(WRITTEN EXERCISE): Format the data below as a two-column CSV with the headers "query" and "points", one row per request: the request text in the first column and its answer in the second, each in a single quoted field with line breaks replaced by spaces. Omit the pictures.

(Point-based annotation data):
——

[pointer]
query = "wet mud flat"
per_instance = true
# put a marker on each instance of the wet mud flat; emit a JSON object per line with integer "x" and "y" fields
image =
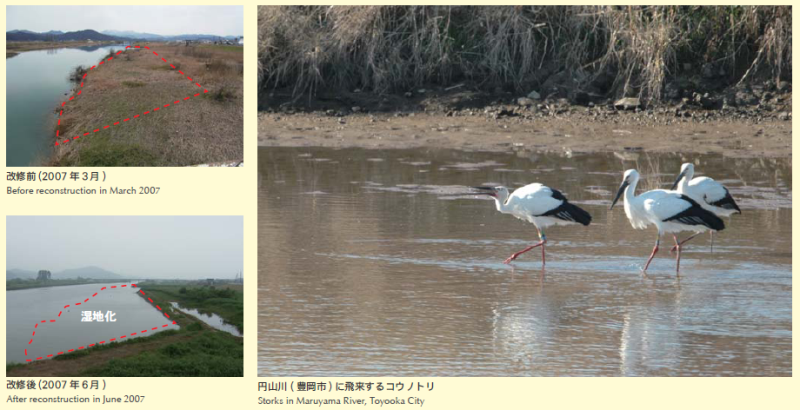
{"x": 373, "y": 261}
{"x": 499, "y": 122}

——

(SOLUTION):
query,points
"[pointer] query = ""wet mud flat"" per_instance = true # put a marker on each instance of the wet mud flat; emit a JSON object per line with integer ""x"" and ""y"" fields image =","{""x"": 373, ""y"": 261} {""x"": 499, ""y"": 122}"